• WHAT IS NEEDED
Copy all of the records below word for word, leaving out the pictures.

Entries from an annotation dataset
——————
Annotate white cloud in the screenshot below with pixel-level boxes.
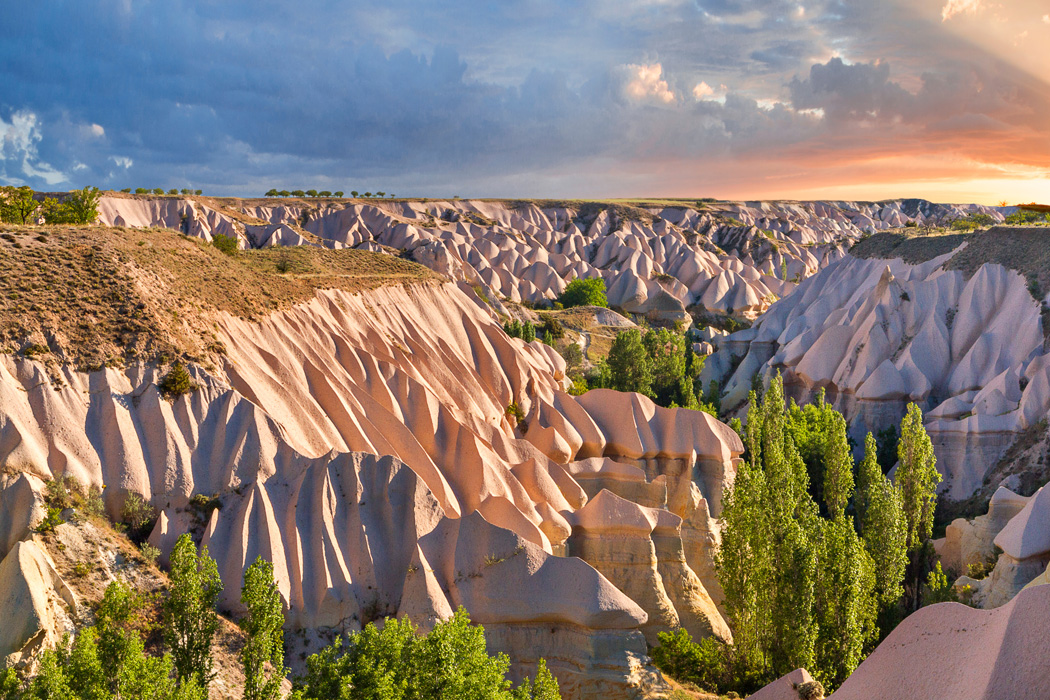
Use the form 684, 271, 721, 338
0, 111, 67, 185
941, 0, 981, 22
623, 63, 675, 104
693, 81, 715, 100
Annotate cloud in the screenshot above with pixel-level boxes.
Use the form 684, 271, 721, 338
693, 81, 715, 100
622, 63, 676, 104
0, 111, 68, 185
0, 0, 1050, 196
789, 58, 911, 122
941, 0, 981, 22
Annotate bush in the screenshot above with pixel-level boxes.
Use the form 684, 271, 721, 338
139, 542, 161, 564
158, 362, 197, 401
558, 277, 609, 309
211, 233, 237, 255
43, 187, 102, 225
120, 491, 158, 543
36, 506, 65, 534
652, 630, 732, 693
296, 608, 561, 700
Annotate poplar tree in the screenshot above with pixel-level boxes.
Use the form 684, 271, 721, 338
895, 403, 941, 610
240, 557, 289, 700
857, 432, 908, 609
164, 534, 223, 686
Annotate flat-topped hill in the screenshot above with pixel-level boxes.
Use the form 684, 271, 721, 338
0, 221, 441, 367
849, 226, 1050, 300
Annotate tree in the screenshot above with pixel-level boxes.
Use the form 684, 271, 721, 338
856, 432, 908, 609
608, 328, 653, 396
0, 187, 40, 225
522, 321, 536, 343
558, 277, 609, 309
896, 403, 941, 550
240, 557, 288, 700
296, 608, 561, 700
895, 403, 941, 610
43, 187, 102, 225
95, 580, 144, 693
164, 534, 223, 686
642, 328, 697, 408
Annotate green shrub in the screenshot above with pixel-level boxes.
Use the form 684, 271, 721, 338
158, 362, 198, 401
120, 491, 158, 543
211, 233, 237, 255
36, 506, 65, 534
139, 542, 161, 564
504, 401, 525, 425
43, 187, 102, 225
558, 277, 609, 309
652, 630, 732, 693
296, 608, 561, 700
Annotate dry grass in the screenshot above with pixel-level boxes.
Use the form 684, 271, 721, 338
42, 515, 277, 700
849, 232, 977, 264
0, 226, 442, 368
945, 226, 1050, 301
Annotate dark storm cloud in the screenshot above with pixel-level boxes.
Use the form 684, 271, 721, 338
0, 0, 1045, 194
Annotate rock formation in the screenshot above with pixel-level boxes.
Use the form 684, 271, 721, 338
705, 229, 1050, 500
832, 586, 1050, 700
100, 196, 1003, 321
0, 272, 742, 698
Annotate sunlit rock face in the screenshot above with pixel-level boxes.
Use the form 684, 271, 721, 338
705, 234, 1050, 500
100, 196, 1003, 322
0, 283, 742, 698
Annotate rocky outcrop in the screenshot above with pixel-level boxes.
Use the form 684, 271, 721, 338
0, 539, 78, 666
0, 284, 742, 698
937, 486, 1029, 573
705, 229, 1050, 500
100, 196, 1003, 322
833, 586, 1050, 700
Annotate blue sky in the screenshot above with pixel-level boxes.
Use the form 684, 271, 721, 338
0, 0, 1050, 201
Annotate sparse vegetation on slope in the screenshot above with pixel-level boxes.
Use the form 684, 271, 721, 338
0, 225, 441, 368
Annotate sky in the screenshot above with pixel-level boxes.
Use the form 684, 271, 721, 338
0, 0, 1050, 204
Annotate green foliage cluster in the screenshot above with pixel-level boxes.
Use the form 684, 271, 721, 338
120, 491, 158, 545
294, 608, 561, 700
0, 187, 102, 225
14, 522, 561, 700
1004, 209, 1050, 226
164, 534, 223, 685
588, 328, 717, 417
211, 233, 237, 255
263, 189, 348, 197
0, 580, 208, 700
503, 318, 536, 343
156, 362, 197, 401
951, 213, 995, 231
705, 376, 940, 690
558, 277, 609, 309
0, 187, 41, 225
240, 557, 289, 700
41, 187, 102, 225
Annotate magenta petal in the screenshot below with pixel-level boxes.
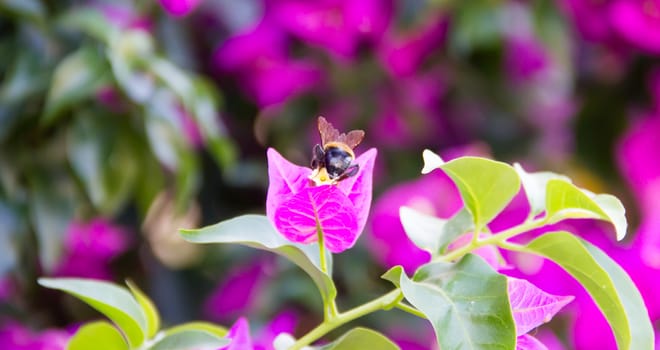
——————
• WRITTEN ANSWER
Annotate white cloud in the screenshot below with pixel-level boxes.
Use the form 684, 271, 721, 338
0, 111, 67, 185
941, 0, 981, 22
623, 63, 675, 104
693, 81, 715, 100
Annotate cloud in the screenshot above with pixel-level boxes.
Use the form 684, 271, 721, 338
693, 81, 715, 100
622, 63, 676, 104
0, 111, 68, 185
0, 0, 1050, 196
789, 58, 911, 122
941, 0, 981, 22
Annotate bush in the screenshot above with pixel-level boxes.
Use the form 684, 271, 721, 338
139, 542, 161, 564
158, 362, 197, 401
558, 277, 609, 309
211, 233, 237, 255
43, 187, 102, 225
120, 491, 158, 543
36, 506, 65, 534
652, 630, 732, 693
296, 608, 561, 700
Annotate poplar tree in the screenshot above with pixel-level boxes.
Use the form 684, 271, 721, 338
895, 403, 941, 610
240, 557, 289, 700
857, 432, 908, 609
164, 534, 223, 686
Annotate flat-topped hill in the screenshot above with pixel-level boxes.
Use the form 684, 271, 721, 338
0, 221, 441, 367
849, 226, 1050, 300
Annotate tree in the screenshot above with pixel-level boxes.
Use the form 684, 271, 721, 338
856, 432, 908, 609
608, 328, 653, 396
0, 187, 40, 225
522, 321, 536, 343
558, 277, 609, 309
896, 403, 941, 550
240, 557, 288, 700
296, 608, 561, 700
895, 403, 941, 610
43, 187, 102, 225
95, 580, 144, 693
164, 534, 223, 686
642, 328, 697, 408
Annotate green shrub in the screenshot above with pixel-level boxes.
Use the form 684, 271, 721, 338
158, 362, 198, 401
120, 491, 158, 543
211, 233, 237, 255
36, 506, 65, 534
139, 542, 161, 564
504, 401, 525, 425
43, 187, 102, 225
558, 277, 609, 309
652, 630, 732, 693
296, 608, 561, 700
Annotate dry grass in the screenshot above with pixel-level boxes.
Use the form 684, 271, 721, 338
42, 515, 277, 700
849, 232, 977, 264
0, 226, 442, 368
945, 226, 1050, 301
Annotate dark storm cloud in the screenshot above with pixel-level boxes.
Use the form 684, 271, 721, 338
0, 0, 1045, 194
Annotate rock formation in the screenshot above with pixel-level boxes.
Use the form 684, 271, 721, 338
705, 229, 1050, 500
832, 586, 1050, 700
100, 196, 1003, 321
0, 272, 742, 698
Annotate sunlit rock face in the screenshot above with pixel-level boxes.
Use the form 684, 271, 721, 338
705, 234, 1050, 500
100, 196, 1003, 322
0, 283, 742, 698
Annotate rocky outcrop in the screenshot above with pixel-level boxes.
Use the form 684, 271, 721, 338
0, 539, 78, 666
0, 284, 742, 698
937, 486, 1029, 573
705, 229, 1050, 500
100, 196, 1003, 322
833, 586, 1050, 700
Annotate blue sky in the screenshot above with pixel-level boxes.
Use the form 684, 271, 721, 338
0, 0, 1050, 201
Annotate sparse vegetation on slope in the screenshot above with pixel-level boxes.
Use the form 684, 271, 721, 338
0, 225, 441, 368
Annotate sky in the screenshot above with pixel-level boxes.
Use the form 684, 271, 721, 338
0, 0, 1050, 204
Annotate green foliage cluster in the screenshot above with pixel-level boxes.
Use the form 684, 271, 721, 338
120, 491, 158, 545
294, 608, 561, 700
0, 187, 102, 225
14, 522, 561, 700
1004, 209, 1050, 226
164, 534, 223, 685
588, 328, 717, 417
211, 233, 237, 255
263, 189, 348, 197
0, 580, 208, 700
503, 318, 536, 343
156, 362, 197, 401
951, 213, 995, 231
705, 376, 940, 690
558, 277, 609, 309
0, 187, 41, 225
240, 557, 289, 700
41, 187, 102, 225
Annotate magenta petal in the screenshot below with pixel-level boxes.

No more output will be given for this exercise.